» TEXT EXTRACT
★ ★ ★ ★

Guard dogs prowling in the yard,
Won't protect you in your bed,
Nothing will, from Pumpkinhead.
- Pumpkinhead (a poem by Ed Justin)
A contemporary Grimm Fairy Tale, the 1988 film Pumpkinhead (directed by the late Stan Winston) is also something more than that general description implies. The film actually serves as an example of modern, cinematic folklore. In the Jungian sense of that term, it contends explicitly with the human unconscious and human archetypes.
After his boy's death, Harley visits an old witch, Haggis, seeking help. Alas, even this sorceress cannot raise the dead. Instead, the old crone suggests a wicked alternative: Ed can make his vengeance manifest in the form of an invincible demon called Pumpkinhead. Ed once saw that very monster in childhood, in 1957, and so he follows the witch's instructions for conjuring this monstrous Personification of Vengeance.

★ ★ ★ ★

» COLLECTED DATA
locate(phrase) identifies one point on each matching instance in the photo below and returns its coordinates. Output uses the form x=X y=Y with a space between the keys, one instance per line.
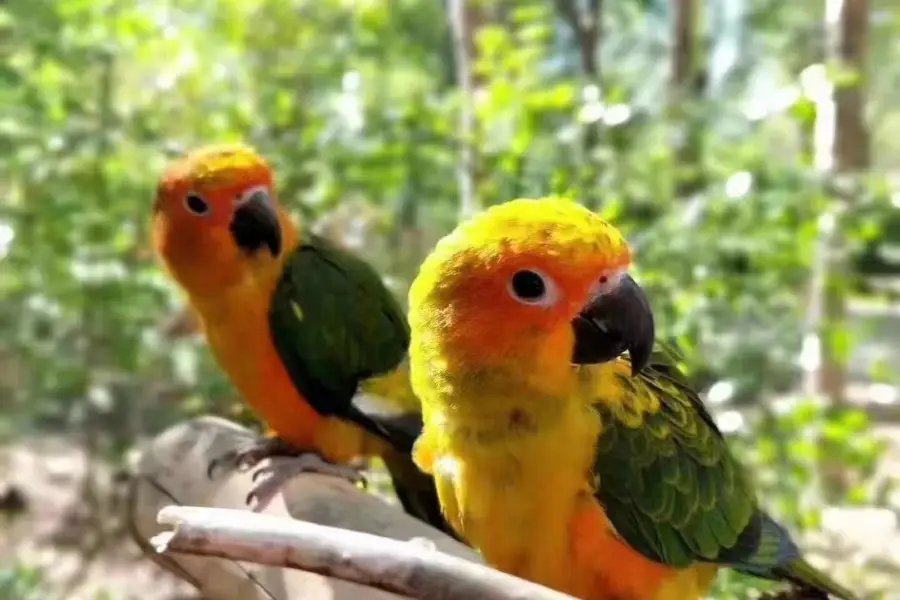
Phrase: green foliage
x=356 y=105
x=19 y=582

★ ★ ★ ★

» CHALLENGES
(a) From the Pumpkinhead text, list every name and descriptive phrase used for the witch Harley visits.
(b) Carry on the Pumpkinhead film essay from its last sentence.

» ANSWERS GIVEN
(a) Haggis, an old witch, this sorceress, the old crone, the witch

(b)
Before long, Pumpkinhead goes on a vicious murder spree -- a surrogate for Ed -- attacking Joel and all his friends and eventually murdering them in horrible, merciless ways. However, Ed soon begins to see the nature of the terror he has willfully unleashed on Earth, sharing Pumpkinhead's "sight" at critical moments. Ed then comes to the realization that he must pay the ultimate price to curtail the evil he has loosed on the world...
When discussing folklore, Swiss philosopher Carl Jung pinpointed specific universal character archetypes, many of which are given a new life in this Winston horror film. Henriksen's Ed Harley, the film's protagonist, is a manifestation of the Ego. He is a man of gentleness and reason, who has repressed his "emotional" past (the vision of Pumpkinhead) and now lives in relative seclusion with his son, far from the dangers of noisy city life. We have every reason to believe that Ed is a "good" salt-of-the-earth type character, at least until his quest for justice turns punitive; becoming a quest for vengeance.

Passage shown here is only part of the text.